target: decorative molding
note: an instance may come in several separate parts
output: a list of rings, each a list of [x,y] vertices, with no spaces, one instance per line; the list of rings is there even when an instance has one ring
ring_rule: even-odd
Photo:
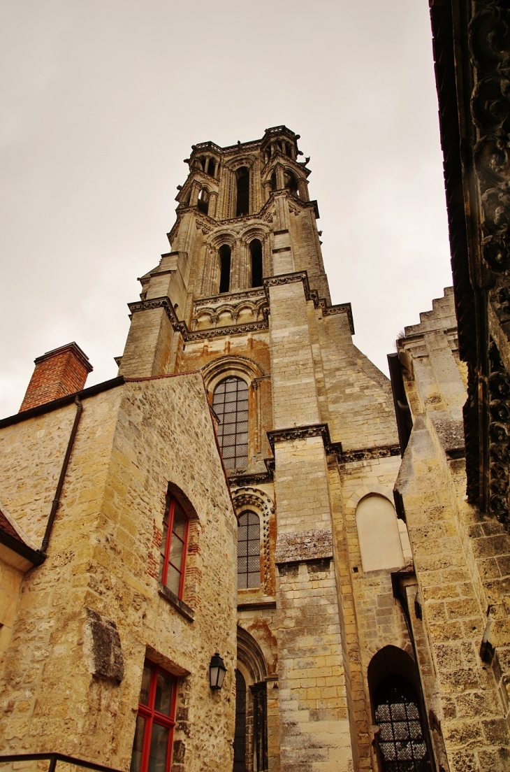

------------------------------

Copy out the material above line for line, without changing anything. Leave out the picture.

■ COMPLETED TASK
target: decorative molding
note: an instance may come in several separate parts
output: a list of rings, each a list of [x,y] vertices, with no spaces, one instance per line; the list of rings is there even when an instance has one ring
ring_rule: even-odd
Photo:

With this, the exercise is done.